Selected passage —

BEGIN

Sleep Disturbances in Pediatric Bipolar NOS is the Same as in BP I
Gianni Faedda reported in Frontiers in Psychiatry (2012) that decreased need for sleep is as prominent in BP NOS children as in those with BP I. So it appears that with the exception of only brief periods of mania in BP NOS, these children have similar characteristics to those with full blown BP I. Thus in addition to the briefer periods of mania, one should be on the look out for all the symptoms of bipolar disorder that are not typical of ADHD, including brief or extended periods of euphoria, decreased need for sleep, more extreme degrees of irritability and poor frustration tolerance, hallucination, delusions, suicidal and homicidal ideation, more severe depression, and increases in sexual interest and actions. When these are present, the bipolar mood instability should be treated first and only then small doses of psychomotor stimulants can be used to treat what ever residual ADHD remains. The typical symptoms of ADHD are very of present and comorbid in childhood onset bipolar disorder and cannot be used to discriminate the two diagnoses. The children with BP NOS are as dysfunctional as those with BP I and take longer to stabilize, so pharmacological treatment may need to be intensive, multimodal, and supplemented by Family Focused Therapy (FFT) or a related family therapy. It is most often not conceptualized as such, but BP NOS as well as BP I should be considered as a medical emergency and handled by a sophisticated pediatrician and/or referred for psychiatric consultation and therapy. The longer bipolar disorder is not treated, the worse the outcome is in adulthood.
Two different subtypes of early onset unspecified bipolar disorder (USBD)
The first subtype is classical BP NOS (Not Otherwise Specified) having all the characteristics of full-blown bipolar disorder except for only having brief durations of mania and responding to conventional treatment. The second is what is now called Temperature and Sleep Dysregulation Disorder (TSDD) and was formerly described by D. Papolos as the Fear of Harm (FOH) syndrome, and requires a different treatment approach.

END

Tasks for this exercise —
(1) Answer these from the passage on pediatric bipolar disorder:
(a) In which journal and year did Gianni Faedda report his finding?
(b) What should be treated before small doses of psychomotor stimulants are used?
(c) What was Temperature and Sleep Dysregulation Disorder formerly called, and who described it?
(2) Carry on the passage on pediatric bipolar disorder from its last sentence.

Entries supplied —
BEGIN

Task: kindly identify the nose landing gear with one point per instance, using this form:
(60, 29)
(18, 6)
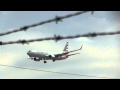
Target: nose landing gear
(45, 61)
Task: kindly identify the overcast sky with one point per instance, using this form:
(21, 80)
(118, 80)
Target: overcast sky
(99, 57)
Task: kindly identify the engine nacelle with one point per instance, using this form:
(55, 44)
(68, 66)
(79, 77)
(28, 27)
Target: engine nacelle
(50, 56)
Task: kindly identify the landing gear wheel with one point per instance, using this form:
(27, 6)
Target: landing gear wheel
(35, 59)
(45, 61)
(53, 60)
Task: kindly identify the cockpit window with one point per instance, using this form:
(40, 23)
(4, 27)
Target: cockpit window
(29, 51)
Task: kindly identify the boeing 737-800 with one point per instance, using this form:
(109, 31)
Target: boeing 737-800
(37, 56)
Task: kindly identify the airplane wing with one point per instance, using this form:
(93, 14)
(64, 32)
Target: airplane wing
(68, 52)
(73, 54)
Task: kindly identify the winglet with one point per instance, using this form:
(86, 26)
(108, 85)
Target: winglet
(92, 12)
(81, 47)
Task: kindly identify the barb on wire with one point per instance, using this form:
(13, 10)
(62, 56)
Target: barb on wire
(56, 19)
(57, 38)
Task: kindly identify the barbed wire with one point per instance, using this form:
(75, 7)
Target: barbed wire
(58, 38)
(56, 72)
(56, 19)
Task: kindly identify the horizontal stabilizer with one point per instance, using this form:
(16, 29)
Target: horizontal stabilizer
(73, 54)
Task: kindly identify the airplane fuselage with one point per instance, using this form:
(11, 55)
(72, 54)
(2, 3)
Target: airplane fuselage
(44, 56)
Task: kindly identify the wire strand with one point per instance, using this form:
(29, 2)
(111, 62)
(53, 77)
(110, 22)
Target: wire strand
(56, 72)
(56, 19)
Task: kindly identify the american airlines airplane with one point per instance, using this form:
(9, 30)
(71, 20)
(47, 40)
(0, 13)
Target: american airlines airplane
(37, 56)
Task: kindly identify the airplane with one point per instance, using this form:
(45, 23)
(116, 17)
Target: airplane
(37, 56)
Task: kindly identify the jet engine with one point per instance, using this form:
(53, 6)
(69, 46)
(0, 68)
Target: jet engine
(50, 56)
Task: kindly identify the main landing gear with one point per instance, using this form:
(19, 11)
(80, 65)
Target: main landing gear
(45, 61)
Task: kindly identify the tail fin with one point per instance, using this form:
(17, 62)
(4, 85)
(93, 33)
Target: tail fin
(65, 50)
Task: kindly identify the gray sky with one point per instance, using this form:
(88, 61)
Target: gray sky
(99, 56)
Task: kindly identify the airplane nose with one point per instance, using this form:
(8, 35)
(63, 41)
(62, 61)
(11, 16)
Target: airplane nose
(27, 53)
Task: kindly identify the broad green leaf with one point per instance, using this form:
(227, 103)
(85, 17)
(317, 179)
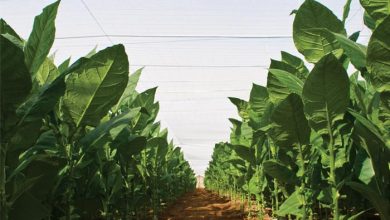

END

Outputs by task —
(1)
(a) Frontiers in Psychiatry, 2012.
(b) The bipolar mood instability.
(c) The Fear of Harm (FOH) syndrome, described by D. Papolos.

(2)
Clinicians should be alert to unique symptoms in children who might have TSDD as such a diagnosis would lead to a unconventional treatment paradigm. We emphasize the importance of specifically asking parents about evidence of over heating (red face and red ears) and high tolerance for cold (going outside markedly under-dressed) and the presence of fear of sleep and horrific nightmares, as these may lead one to consider the diagnosis of TSDD.
If these two novel aspects (temperature and sleep dysregulation) occur in the presentation of a highly fearful and behaviorally dysregulated child with bipolar-like symptoms, these may lead to the consideration of an unconventional treatment paradigm. It utilizes 1) high dose lithium; 2) clonidine and other practical approaches to achieve cooling and relieve over heating; and 3) ascending doses of intranasal ketamine (as described by Papolos et al 2013; 2018). This may be of considerable clinical importance as a large group of children with this unique presentation respond very poorly to conventional treatments for bipolar disorder and remain highly impaired and dysfunction throughout their childhood and adolescence.
If these children instead are treated with: lithium (to achieve blood levels of 1.0 meq/L or higher); clonidine (0.1- 0.3mg IR and 0.1mg ER at noon and HS) and other practical ways to achieve cooling; followed by ascending intranasal doses of ketamine (starting at 20mg and increasing toward 80-260mg/day, repeated every 2-3 days), marked improvement can be achieved. This occurs in conjunction with ketamine’s positive effects on fear and aggressive behaviors in association with its ability to reduce core body temperature.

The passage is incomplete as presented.